CHALLENGE =
Output the full listing word for word.

::::::

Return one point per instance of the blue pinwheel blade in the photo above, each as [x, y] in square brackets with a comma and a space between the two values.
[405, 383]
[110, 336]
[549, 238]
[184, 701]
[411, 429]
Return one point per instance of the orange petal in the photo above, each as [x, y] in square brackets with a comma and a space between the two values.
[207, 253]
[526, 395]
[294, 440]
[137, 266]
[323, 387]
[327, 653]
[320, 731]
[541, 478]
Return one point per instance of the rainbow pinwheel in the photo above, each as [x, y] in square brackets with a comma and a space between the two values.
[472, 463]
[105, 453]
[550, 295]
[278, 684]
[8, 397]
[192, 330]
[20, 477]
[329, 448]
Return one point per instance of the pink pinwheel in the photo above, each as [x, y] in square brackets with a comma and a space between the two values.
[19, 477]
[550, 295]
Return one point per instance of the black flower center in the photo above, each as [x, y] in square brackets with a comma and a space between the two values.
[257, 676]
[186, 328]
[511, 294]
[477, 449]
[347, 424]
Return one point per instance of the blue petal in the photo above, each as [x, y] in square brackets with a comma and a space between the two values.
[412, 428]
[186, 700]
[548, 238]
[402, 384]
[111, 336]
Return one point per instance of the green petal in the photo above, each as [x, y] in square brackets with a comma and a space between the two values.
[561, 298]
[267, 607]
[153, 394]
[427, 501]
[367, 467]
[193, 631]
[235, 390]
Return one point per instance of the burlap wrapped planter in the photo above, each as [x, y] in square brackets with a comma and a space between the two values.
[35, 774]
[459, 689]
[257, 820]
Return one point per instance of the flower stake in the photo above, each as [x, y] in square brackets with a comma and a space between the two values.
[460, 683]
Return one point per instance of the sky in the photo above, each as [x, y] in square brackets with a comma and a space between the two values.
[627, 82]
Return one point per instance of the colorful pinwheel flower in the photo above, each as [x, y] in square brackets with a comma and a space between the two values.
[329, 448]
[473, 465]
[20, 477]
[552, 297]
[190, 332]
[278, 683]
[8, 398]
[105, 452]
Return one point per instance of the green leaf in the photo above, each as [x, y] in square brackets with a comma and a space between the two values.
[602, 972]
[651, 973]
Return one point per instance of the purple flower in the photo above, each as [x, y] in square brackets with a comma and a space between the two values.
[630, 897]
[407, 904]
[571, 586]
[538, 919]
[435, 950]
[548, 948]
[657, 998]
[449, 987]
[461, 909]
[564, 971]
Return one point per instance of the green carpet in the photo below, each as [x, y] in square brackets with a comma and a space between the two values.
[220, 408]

::::::

FULL SOLUTION =
Return one point per instance of the blue pinwheel blade in the photo above, each as [x, y] in square brackets with a comma and a space between the two values.
[405, 383]
[110, 336]
[549, 238]
[184, 701]
[411, 429]
Return one point per instance of the orange petal in the photo above, each as [x, y] in square brackets with a comma and a space between the two values.
[207, 253]
[526, 395]
[294, 440]
[137, 266]
[323, 387]
[327, 653]
[320, 731]
[541, 478]
Return one point per instance of the rainbow pinwheel in the photo above, each as [x, y] in square brackets with a comma and a space between the two values.
[472, 463]
[105, 453]
[550, 295]
[278, 684]
[8, 397]
[192, 330]
[20, 477]
[329, 448]
Return one point per instance of the pink pinwheel in the photo above, each as [x, y] in square brackets with a comma and a space between the two values.
[19, 477]
[550, 295]
Return one point per instance of the black flower center in the photo above, each as [x, y] in square brackets with a comma and a space between the two values.
[257, 676]
[186, 328]
[511, 294]
[477, 449]
[347, 424]
Return one point per instance of the blue petal in the photo above, each as [x, y] in square brackets with a comma and a space between the two values.
[412, 428]
[186, 700]
[548, 238]
[402, 384]
[111, 336]
Return one point per instance of the green petal in the photo above, each as [x, y] in square brackets with a comma and a space between the two values.
[561, 298]
[267, 607]
[153, 394]
[427, 501]
[367, 467]
[193, 631]
[235, 390]
Return one point per instance of the burlap wrapped planter in the photo above, each as [x, y] in square brackets with a comma and a space between the two values.
[35, 774]
[459, 689]
[257, 820]
Return one point per instance of the flower stake in the photo above, each as [x, y] in square brackets with a comma and a space between the two values.
[460, 683]
Return one point per instance of the sky in the photo above, each as [x, y] in square brackets with a comma and a space between the two values.
[627, 82]
Return one point per instance of the colorful pinwheel flower in the photo above, each as [x, y] in square brackets with a comma and a space between the two values.
[329, 448]
[473, 465]
[20, 477]
[552, 297]
[190, 332]
[278, 683]
[8, 398]
[105, 452]
Return one point per instance of the green leaf in the photo above, each as [x, y] in square brackets with a comma and a space between the two values.
[602, 972]
[651, 973]
Return one point per instance of the purple flower in the photo above, each as [x, y] in square brackets with a comma and a space between the two values.
[630, 897]
[407, 904]
[571, 586]
[538, 919]
[435, 950]
[548, 948]
[657, 998]
[449, 987]
[461, 909]
[564, 971]
Return one point per instance of the green carpet in the photo below, each as [x, y] in square brackets with a comma and a space between the two values.
[220, 408]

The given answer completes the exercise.